#### PROVIDED RECORDS

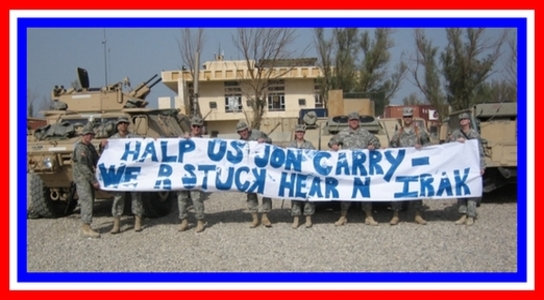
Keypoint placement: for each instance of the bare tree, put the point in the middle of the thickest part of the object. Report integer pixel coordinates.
(495, 91)
(264, 50)
(429, 81)
(374, 76)
(324, 52)
(467, 63)
(345, 44)
(190, 44)
(512, 65)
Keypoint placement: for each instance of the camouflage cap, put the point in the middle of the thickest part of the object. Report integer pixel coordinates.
(353, 116)
(241, 126)
(300, 127)
(122, 119)
(407, 112)
(197, 121)
(464, 116)
(87, 129)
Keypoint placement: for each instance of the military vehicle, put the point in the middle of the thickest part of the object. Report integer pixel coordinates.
(52, 190)
(497, 125)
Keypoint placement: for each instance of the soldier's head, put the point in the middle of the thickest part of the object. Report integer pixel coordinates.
(196, 124)
(122, 124)
(353, 120)
(464, 119)
(87, 133)
(300, 130)
(407, 115)
(242, 129)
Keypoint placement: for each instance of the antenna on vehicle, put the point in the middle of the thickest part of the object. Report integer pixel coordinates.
(105, 59)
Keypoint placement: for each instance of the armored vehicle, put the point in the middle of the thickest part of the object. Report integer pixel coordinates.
(49, 156)
(497, 125)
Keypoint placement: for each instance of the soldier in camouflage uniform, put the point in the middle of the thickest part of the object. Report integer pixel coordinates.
(409, 135)
(247, 134)
(85, 159)
(184, 197)
(119, 197)
(309, 207)
(467, 206)
(354, 137)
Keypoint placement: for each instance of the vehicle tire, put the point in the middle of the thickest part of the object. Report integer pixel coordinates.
(157, 204)
(43, 205)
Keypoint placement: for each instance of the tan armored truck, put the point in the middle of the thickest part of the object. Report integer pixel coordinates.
(49, 156)
(497, 125)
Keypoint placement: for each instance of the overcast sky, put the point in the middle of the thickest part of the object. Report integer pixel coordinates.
(53, 54)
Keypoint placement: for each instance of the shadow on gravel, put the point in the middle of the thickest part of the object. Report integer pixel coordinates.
(505, 194)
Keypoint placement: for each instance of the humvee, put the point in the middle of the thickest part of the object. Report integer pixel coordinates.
(497, 125)
(49, 148)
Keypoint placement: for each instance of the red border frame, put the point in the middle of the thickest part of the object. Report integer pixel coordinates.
(244, 4)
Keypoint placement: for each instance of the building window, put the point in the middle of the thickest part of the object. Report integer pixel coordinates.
(317, 95)
(318, 101)
(276, 102)
(233, 96)
(276, 95)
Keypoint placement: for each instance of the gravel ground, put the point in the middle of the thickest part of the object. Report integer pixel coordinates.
(228, 244)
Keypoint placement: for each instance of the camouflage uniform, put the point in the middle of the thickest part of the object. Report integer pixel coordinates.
(359, 138)
(85, 159)
(119, 197)
(252, 200)
(185, 197)
(404, 138)
(468, 205)
(309, 207)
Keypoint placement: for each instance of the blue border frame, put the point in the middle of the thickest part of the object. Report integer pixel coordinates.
(518, 23)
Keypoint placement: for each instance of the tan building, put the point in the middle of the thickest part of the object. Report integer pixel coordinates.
(224, 93)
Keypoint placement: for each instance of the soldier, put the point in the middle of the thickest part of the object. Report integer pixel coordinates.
(252, 201)
(119, 198)
(467, 206)
(309, 207)
(184, 197)
(409, 135)
(354, 137)
(85, 159)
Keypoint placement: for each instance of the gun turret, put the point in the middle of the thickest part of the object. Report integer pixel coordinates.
(143, 89)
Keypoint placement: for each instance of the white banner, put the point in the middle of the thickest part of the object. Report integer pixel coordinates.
(436, 172)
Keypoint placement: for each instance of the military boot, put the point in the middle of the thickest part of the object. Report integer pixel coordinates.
(199, 226)
(295, 222)
(184, 225)
(462, 220)
(343, 218)
(419, 219)
(87, 231)
(116, 225)
(255, 221)
(137, 223)
(308, 223)
(395, 219)
(369, 220)
(265, 221)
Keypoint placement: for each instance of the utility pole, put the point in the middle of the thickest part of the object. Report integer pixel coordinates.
(105, 59)
(195, 78)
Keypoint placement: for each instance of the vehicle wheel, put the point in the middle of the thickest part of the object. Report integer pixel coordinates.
(157, 204)
(43, 205)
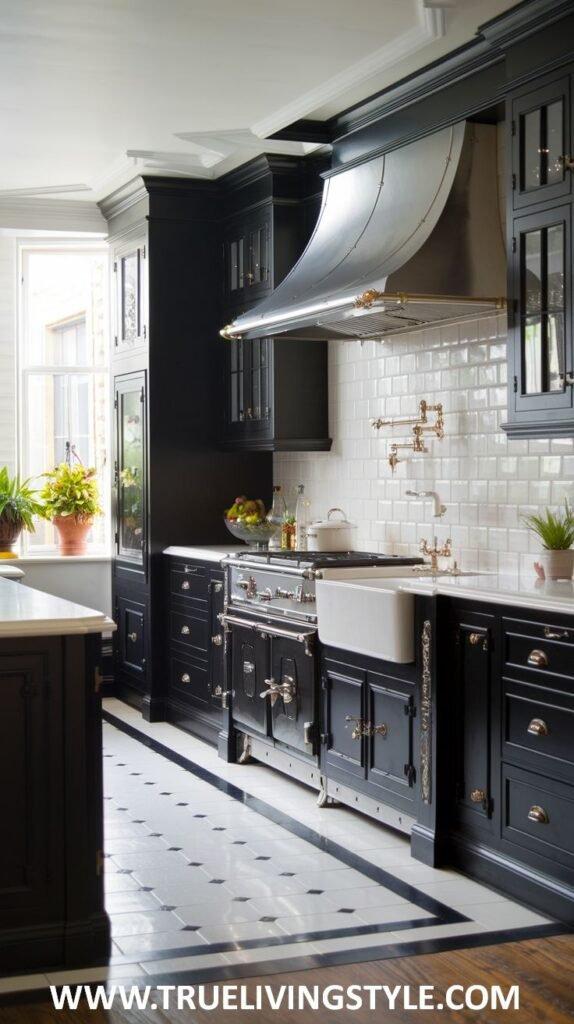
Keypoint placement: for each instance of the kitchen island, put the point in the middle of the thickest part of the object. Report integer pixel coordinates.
(51, 887)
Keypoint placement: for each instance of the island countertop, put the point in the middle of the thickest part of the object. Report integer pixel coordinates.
(25, 611)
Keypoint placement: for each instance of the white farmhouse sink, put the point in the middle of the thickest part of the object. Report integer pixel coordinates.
(373, 616)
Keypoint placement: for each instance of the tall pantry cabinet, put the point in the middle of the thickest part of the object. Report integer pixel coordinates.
(172, 478)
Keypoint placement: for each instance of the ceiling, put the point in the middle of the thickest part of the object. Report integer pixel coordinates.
(93, 92)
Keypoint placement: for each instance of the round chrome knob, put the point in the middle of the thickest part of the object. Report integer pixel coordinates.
(538, 658)
(537, 727)
(538, 814)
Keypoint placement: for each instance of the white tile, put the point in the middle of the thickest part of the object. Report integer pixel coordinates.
(137, 945)
(200, 963)
(240, 931)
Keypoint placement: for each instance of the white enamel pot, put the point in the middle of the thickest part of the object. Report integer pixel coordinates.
(330, 534)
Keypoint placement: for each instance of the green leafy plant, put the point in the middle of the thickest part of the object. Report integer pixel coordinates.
(18, 504)
(555, 529)
(71, 491)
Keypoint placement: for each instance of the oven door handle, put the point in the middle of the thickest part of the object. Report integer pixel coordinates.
(307, 638)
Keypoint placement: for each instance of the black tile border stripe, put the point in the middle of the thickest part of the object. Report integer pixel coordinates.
(234, 972)
(443, 914)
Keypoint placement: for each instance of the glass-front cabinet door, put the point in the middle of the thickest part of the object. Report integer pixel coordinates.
(249, 403)
(541, 144)
(130, 470)
(542, 287)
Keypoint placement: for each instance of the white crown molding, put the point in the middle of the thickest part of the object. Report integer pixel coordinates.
(430, 28)
(51, 215)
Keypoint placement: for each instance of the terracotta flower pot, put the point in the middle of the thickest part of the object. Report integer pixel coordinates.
(9, 532)
(73, 534)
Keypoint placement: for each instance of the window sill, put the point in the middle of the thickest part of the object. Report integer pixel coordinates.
(46, 559)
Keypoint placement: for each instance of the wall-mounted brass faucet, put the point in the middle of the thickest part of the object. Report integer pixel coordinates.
(420, 425)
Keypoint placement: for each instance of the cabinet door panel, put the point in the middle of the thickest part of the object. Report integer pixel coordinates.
(541, 140)
(32, 861)
(346, 744)
(293, 668)
(390, 721)
(542, 331)
(474, 709)
(250, 663)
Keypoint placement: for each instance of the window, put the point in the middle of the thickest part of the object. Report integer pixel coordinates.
(63, 370)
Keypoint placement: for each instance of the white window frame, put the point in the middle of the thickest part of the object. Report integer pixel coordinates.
(26, 247)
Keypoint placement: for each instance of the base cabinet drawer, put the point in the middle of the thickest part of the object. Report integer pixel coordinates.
(538, 728)
(535, 646)
(538, 815)
(190, 630)
(188, 681)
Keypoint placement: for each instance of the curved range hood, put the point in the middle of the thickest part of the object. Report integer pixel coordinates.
(406, 239)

########

(PROMPT): Omit the pictures. Transcribe every record exactly.

(WRITTEN RESPONSE):
Keypoint placement: for each instance of the bare tree, put the point in the middle of the thickest part of the object. Report integer pixel coordinates.
(495, 91)
(264, 50)
(429, 81)
(374, 76)
(324, 52)
(467, 63)
(345, 44)
(190, 44)
(512, 65)
Keypoint placement: for each instance of the camouflage cap, put the point in the middle of the thickest part of the object. Report integer pixel coordinates.
(353, 116)
(241, 126)
(300, 127)
(122, 119)
(407, 112)
(197, 121)
(464, 116)
(87, 129)
Keypoint placement: for each instance of the military vehicle, put the point in the middle of the thickest part of the object. Report integer pixel coordinates.
(52, 190)
(497, 125)
Keypoint placement: for each instance of the soldier's head, put the point in the middle of the thickest part of the object. Report integer pixel coordinates.
(196, 124)
(122, 124)
(353, 120)
(464, 119)
(87, 133)
(300, 130)
(407, 115)
(242, 129)
Keypoint placement: for each instance of the antenna on vehicle, put the point in the middle of the thickest part of the object. Report integer pixel coordinates.
(105, 59)
Keypoint placement: for each instance of the armored vehicle, put the point in the middle of the thickest part of the object. Report integer pixel coordinates.
(49, 156)
(497, 125)
Keypoint placement: for each instance of the soldier in camouflage uniform, put the point in the middle of the thickest part of the object. Report integer pixel coordinates.
(409, 135)
(247, 134)
(85, 159)
(184, 197)
(119, 197)
(309, 207)
(467, 206)
(354, 137)
Keypoint placement: for each instance of the vehicle tire, put the point in the middle of the thickest part of the object. Report integer pixel coordinates.
(157, 204)
(43, 205)
Keypoint placement: for each instance of the tan armored truck, put the point in the middle of the thickest part of the object. Report integer pixel coordinates.
(49, 156)
(497, 125)
Keypoint placement: for each instance of the overcast sky, put the point in the middle of the thickest part of the object. Report integer pixel coordinates.
(53, 54)
Keypoint placement: for each instance of the shadow on gravel, put the point in the middle of the thickest part of the object. Report integer pixel coordinates.
(505, 194)
Keypoint placement: for each instance of the humvee, put the point in the middle of the thickest part of the object. Report integer pixel coordinates.
(497, 125)
(49, 148)
Keypoint placement: for each instance of the red border frame, put the point in the middle of the thickest part of the object. Report integer pixel coordinates.
(244, 4)
Keypoint placement: for each instance of the building window, put the point in the middle of the thickest part of the object. Report integer pixel coordinates.
(317, 95)
(318, 101)
(276, 102)
(233, 96)
(276, 95)
Keypoint placement: for each instance of the gravel ground, put the point in the middle of the thickest part of the object. Report integer pixel coordinates.
(228, 244)
Keypoint placement: for each instance of the camouflage uniform, put the point in the middle of the thickest part of the object. Report integer pixel coordinates.
(359, 138)
(85, 159)
(119, 197)
(252, 200)
(185, 197)
(404, 138)
(468, 205)
(309, 207)
Keypoint placement: for each instance of the blue border frame, put the point in the middle of the thickest part of the object. Report integer pixel coordinates.
(518, 23)
Keypoint placement: for each instance of the tan building, put the point in the middle of the thickest part of the object. Report integer pixel coordinates.
(224, 93)
Keypoint placement: for each instance of the soldier, put the point in the middle of the thickest part of the object. Report integer pixel coordinates.
(252, 201)
(119, 198)
(467, 206)
(309, 207)
(184, 197)
(409, 135)
(354, 137)
(85, 159)
Keypoint placement: for each instance of the gun turret, put the point in the middle of the thickest part of the object. Report integer pixel coordinates.
(143, 89)
Keypoint placement: for each instance of the white banner, put the point in the middle of the thickest part of the object. Report integer pixel coordinates.
(436, 172)
Keypoint placement: for each instance of the military boot, put the point in the middle of the thickest part of the object. Report integer pixel coordinates.
(199, 226)
(295, 222)
(184, 225)
(462, 220)
(343, 218)
(419, 219)
(87, 231)
(116, 225)
(255, 221)
(137, 223)
(308, 223)
(395, 219)
(369, 220)
(265, 221)
Keypoint placement: for each instance of the utility pole, put the point in the middle of the thickest part of the object. Report integer pixel coordinates.
(105, 59)
(195, 78)
Keypoint placement: for each instance of the vehicle wheel, put the point in the middle of the thickest part of the object. Report integer pixel coordinates.
(157, 204)
(43, 205)
Keypoint placement: for each instance of the kitchen island, put the point in the middle of the thickest part of the object. Report integer pixel coordinates.
(51, 887)
Keypoint placement: for each instance of the island countertop, put the point in the middle of the thickest part of the object. Report integer pixel coordinates.
(25, 611)
Keypoint placement: for each instance of the white farmhouse sink, put the point in the middle of the thickest part of the object. Report integer pixel coordinates.
(373, 616)
Keypoint placement: for each instance of the tall pantry cabinet, put the point in the middle of the thickest part of the object. Report integer pixel coordinates.
(172, 478)
Keypoint placement: for each instance of the ceiling, put the point in the middle of the thickest part of the object. Report integer pixel coordinates.
(93, 92)
Keypoint placement: for each instance of the round chrome knob, put the point in the middle of the thickest part of the object. Report integer pixel coordinates.
(538, 658)
(537, 727)
(538, 814)
Keypoint placement: for each instance of the white tile, put the point in the middle of the thickest part of the object. Report integer pixel coordinates.
(137, 945)
(200, 963)
(240, 931)
Keypoint placement: for each instance of the white enamel pot, put the point in the middle of the thickest part of the object. Report integer pixel coordinates.
(330, 534)
Keypoint placement: for each instance of the green leafy plant, put the point in the middle of the thickest part of the object. Report integer pixel coordinates.
(18, 504)
(555, 529)
(71, 491)
Keypoint placement: for each instance of the oven door handle, put the point in the middle of the thickest part of the object. Report integer pixel coordinates.
(307, 638)
Keypoint placement: for each instance of the black tile border stripe, put the point in the middle of the thickest part of the object. Report integer pixel coordinates.
(234, 972)
(443, 914)
Keypoint placement: for each instance of the glass-front cabinet door, put the point in the middle of the thickest part of the object. Report integer pixel coordinates.
(249, 403)
(541, 144)
(130, 470)
(542, 287)
Keypoint placement: for each instance of the white crown molding, put the point in the middle of the thickest part of the object. Report integer pixel coordinates.
(430, 28)
(51, 215)
Keypoint placement: for each instance of the terracotta flower pot, put the point in the middle of the thickest part of the object. Report integer pixel coordinates.
(9, 532)
(73, 534)
Keypoint placement: for each instance of the window sill, put the point in the middle of the thickest part of the object. Report integer pixel coordinates.
(46, 559)
Keypoint placement: for each instance of the wall-mounted brass faucet, put the point in the middle of the thickest part of the object. Report integer pixel coordinates.
(420, 425)
Keypoint placement: for each instance of the cabinet door panel, put the point in the middle of the thickest part of the object. Report integer pixel coordinates.
(541, 140)
(32, 861)
(346, 744)
(293, 668)
(390, 721)
(542, 331)
(474, 709)
(250, 663)
Keypoint placement: for each instance of the window, put the point in the middle of the thickest part of the object. Report integer pixel coordinates.
(63, 370)
Keypoint placement: for each instance of the white window frame, put the point in the middle of the thickest part of the object. Report integer pixel coordinates.
(26, 247)
Keypoint placement: for each instance of the base cabinet drawer, put the point in the middle of the thickest part of the object. Report integer pixel coordinates.
(538, 728)
(535, 646)
(538, 815)
(190, 630)
(188, 681)
Keypoint placement: for each instance of the curved range hood, put the point in the middle of the thickest part of the object. Report integer pixel coordinates.
(406, 239)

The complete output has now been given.